* _INSTRUÇÕES_:
a) No texto sobre a atuação de Julian Meding como Hamlet, o que faz esse Hamlet enquanto relata fatos de sua infância?
b) Prossiga o texto sobre a atuação de Julian Meding como Hamlet a partir da última frase apresentada.

* _TRECHO DO TEXTO_:
---+---

Julian Meding, um jovem como também foi Hamlet, mostra-se inconformado com um mundo de aparências e falsas promessas de felicidade e parece não ter medo de fazer contato com suas dores, sua sanidade (ou diremos que é loucura?), sua solidão. Encanta por meio de seu desencanto. Não por acaso, esse Hamlet vaga solitário por um palco vazio enquanto nos relata fatos de sua infância e outras histórias de sua vida, materiais que podem ser tanto subjetivos como também inventados, pois Meding-Hamlet nos lembra que ali tudo é permitido, já que “estamos no teatro”. Com fina ironia, aliada a um evidente comportamento melancólico e desiludido, a atuação de Meding sugere oscilar entre sinceridade e manipulação, causando um desconforto que a meu ver seria proposital, pois nos obriga a lidar com o instável, o fugidio, o que não podemos facilmente decifrar ou classificar. Aí parece estar um dos pontos principais de Hamlet: sua recusa a se tornar nomeado, fixado e apreendido.

---+---

Entradas salvas:
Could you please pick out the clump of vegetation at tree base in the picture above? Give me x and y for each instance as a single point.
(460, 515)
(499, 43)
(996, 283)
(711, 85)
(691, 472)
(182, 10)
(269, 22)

---+---

* _RESPOSTAS POR ITEM_:
a) Vaga solitário por um palco vazio.

b)
Nesse ponto, o trabalho desestabiliza qualquer gesto que se pretenda alinhavar os fios soltos e dispersos de uma figura-corpo-presença que não aceita o “convite para entrar em nosso congelador” (trecho da primeira canção executada durante a apresentação). Se a presença magnética e raivosa de Meding às vezes pode ser lida como distância e impossibilidade de encontro e entendimento, paradoxalmente o performer vai nos convocar à criação de uma comunidade na qual a solidariedade possa ser um princípio e procedimento. O espaço do teatro poderia servir para se criar laços solidários, apesar das diferenças, das convenções estabelecidas e daquilo que nos separa? Como migrar o lugar do pagamento de um ingresso para se adentrar no ingresso de uma nova comunidade de seres viventes? Nessa parte do trabalho o artista não parece estar representando, mas de fato nos provocando a pensar e sentir outras formas de se fazer política cotidiana e afirmativa da vida em sua diversidade, não mais pelo viés da patologização, mas aceitando-a em seus múltiplos contornos, em suas pulsações e expressões, linhas de fuga e desejos, movimentos e rupturas. Do isolamento e da solidão para a solidariedade. Por isso o artista se coloca frontalmente e se dirige o tempo inteiro a nós, da plateia.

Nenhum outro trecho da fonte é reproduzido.